**WHAT IS NEEDED:** Can you set down, word for word, every line from the start of the items through the line holding "145 119 L 138", with both ends included and the pictures left out?

**Labeled shape items:**
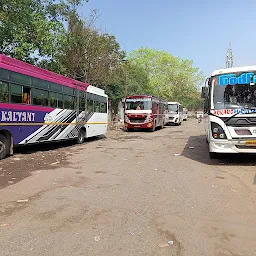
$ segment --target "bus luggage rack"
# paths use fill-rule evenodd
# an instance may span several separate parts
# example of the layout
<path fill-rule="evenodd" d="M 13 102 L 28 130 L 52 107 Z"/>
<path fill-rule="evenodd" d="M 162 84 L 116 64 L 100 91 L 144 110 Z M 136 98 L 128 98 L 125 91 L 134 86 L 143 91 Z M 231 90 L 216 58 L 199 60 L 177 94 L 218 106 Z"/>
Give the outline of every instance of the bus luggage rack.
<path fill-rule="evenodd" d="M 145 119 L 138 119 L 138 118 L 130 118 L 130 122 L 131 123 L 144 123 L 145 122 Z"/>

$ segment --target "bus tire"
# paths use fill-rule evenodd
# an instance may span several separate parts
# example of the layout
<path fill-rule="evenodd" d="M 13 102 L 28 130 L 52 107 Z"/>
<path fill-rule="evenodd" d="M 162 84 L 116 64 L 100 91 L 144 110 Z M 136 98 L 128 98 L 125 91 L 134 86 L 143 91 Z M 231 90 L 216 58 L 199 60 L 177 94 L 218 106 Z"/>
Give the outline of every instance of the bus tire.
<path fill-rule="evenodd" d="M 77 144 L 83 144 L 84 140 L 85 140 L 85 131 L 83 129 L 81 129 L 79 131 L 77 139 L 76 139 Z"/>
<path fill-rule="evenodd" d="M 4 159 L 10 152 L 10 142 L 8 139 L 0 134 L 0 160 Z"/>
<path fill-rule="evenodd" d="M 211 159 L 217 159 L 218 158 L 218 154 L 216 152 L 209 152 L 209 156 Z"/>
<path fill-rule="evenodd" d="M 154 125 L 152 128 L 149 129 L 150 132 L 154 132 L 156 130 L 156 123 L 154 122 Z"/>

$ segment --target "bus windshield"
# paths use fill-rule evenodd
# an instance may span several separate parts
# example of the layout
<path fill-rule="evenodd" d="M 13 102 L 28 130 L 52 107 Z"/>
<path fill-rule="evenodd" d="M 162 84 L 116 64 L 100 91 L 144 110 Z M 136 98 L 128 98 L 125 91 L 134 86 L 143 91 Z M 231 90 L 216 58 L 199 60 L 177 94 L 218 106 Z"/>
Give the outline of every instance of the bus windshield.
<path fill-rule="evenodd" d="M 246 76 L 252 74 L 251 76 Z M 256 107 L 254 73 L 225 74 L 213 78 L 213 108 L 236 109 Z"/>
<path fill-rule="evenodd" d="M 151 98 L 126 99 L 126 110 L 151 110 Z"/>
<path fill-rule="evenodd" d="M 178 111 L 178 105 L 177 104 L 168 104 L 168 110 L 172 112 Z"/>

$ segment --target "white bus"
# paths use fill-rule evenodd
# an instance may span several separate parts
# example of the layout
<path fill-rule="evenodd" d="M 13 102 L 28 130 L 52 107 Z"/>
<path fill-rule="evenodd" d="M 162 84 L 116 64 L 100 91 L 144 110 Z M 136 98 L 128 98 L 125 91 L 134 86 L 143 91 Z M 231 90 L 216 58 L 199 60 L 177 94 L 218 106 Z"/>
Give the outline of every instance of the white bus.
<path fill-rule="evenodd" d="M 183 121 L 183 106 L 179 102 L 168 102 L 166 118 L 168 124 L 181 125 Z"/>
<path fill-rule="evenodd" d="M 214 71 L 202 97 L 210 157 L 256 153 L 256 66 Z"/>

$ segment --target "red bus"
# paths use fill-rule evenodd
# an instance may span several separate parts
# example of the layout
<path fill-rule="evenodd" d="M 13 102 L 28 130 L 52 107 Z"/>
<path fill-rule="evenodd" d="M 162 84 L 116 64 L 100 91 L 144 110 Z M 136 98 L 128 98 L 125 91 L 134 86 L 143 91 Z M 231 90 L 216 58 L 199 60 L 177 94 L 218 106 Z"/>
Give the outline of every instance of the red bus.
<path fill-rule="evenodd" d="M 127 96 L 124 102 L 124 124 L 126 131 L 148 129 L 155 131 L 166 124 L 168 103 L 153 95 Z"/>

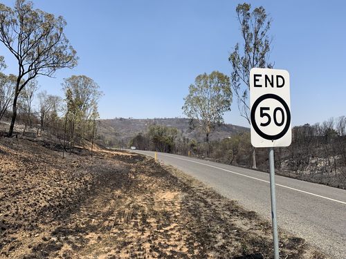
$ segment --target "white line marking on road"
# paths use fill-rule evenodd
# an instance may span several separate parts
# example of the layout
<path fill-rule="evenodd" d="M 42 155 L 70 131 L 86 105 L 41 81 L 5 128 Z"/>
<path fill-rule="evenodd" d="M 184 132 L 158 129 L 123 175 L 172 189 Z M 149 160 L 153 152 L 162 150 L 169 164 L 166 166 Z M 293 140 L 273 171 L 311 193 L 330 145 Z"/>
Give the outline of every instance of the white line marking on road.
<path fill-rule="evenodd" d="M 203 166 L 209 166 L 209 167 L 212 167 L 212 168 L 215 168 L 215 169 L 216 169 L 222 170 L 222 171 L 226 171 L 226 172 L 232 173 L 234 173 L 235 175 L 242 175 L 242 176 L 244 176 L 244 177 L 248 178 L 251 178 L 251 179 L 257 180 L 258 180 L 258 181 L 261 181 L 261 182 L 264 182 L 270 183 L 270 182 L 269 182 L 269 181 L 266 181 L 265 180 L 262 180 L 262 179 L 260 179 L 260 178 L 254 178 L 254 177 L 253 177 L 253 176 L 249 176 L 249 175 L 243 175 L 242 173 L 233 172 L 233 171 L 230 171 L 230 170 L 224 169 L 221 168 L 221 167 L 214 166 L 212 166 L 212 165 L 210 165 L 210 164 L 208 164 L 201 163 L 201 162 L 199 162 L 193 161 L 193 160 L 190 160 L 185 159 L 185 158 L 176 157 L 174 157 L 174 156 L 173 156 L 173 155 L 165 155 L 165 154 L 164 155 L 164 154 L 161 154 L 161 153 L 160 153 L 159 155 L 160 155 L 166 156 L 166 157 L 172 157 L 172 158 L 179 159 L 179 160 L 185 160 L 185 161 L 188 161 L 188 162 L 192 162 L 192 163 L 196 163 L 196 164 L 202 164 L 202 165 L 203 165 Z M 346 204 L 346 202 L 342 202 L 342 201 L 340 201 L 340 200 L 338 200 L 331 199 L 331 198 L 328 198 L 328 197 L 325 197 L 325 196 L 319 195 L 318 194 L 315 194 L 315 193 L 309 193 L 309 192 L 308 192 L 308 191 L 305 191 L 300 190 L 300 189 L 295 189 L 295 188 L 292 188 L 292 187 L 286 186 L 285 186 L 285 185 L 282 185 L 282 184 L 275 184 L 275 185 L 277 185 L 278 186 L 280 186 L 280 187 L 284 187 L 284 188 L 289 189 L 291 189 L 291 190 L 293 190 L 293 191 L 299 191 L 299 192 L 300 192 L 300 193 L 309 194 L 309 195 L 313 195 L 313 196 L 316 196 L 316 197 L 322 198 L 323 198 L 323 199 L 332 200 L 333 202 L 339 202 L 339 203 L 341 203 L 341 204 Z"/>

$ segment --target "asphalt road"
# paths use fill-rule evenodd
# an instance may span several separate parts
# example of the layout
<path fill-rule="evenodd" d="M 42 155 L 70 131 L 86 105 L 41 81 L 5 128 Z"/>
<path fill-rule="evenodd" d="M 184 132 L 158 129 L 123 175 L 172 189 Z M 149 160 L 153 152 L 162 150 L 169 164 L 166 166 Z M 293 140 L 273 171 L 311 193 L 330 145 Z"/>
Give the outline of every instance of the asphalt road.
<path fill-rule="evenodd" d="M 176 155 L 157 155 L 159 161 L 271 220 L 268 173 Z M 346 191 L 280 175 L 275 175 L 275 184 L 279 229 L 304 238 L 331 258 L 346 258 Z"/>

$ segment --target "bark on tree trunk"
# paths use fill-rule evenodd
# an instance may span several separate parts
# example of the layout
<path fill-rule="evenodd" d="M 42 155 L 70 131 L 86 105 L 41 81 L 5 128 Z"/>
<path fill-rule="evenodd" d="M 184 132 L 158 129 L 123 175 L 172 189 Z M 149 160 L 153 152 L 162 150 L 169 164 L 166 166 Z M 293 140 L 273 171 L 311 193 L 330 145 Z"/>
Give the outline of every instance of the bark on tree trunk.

**ANSWER FOR THE TASK:**
$ segment --target "bus luggage rack"
# paths use fill-rule evenodd
# an instance may span several separate parts
# example of the layout
<path fill-rule="evenodd" d="M 13 102 L 28 130 L 52 107 Z"/>
<path fill-rule="evenodd" d="M 162 84 L 116 64 L 100 91 L 144 110 Z M 136 98 L 128 98 L 125 91 L 134 86 L 143 91 Z M 231 90 L 216 58 L 199 60 L 177 94 L 218 106 Z"/>
Give the outline of every instance of the bus luggage rack.
<path fill-rule="evenodd" d="M 145 119 L 138 119 L 138 118 L 130 118 L 130 122 L 131 123 L 144 123 L 145 122 Z"/>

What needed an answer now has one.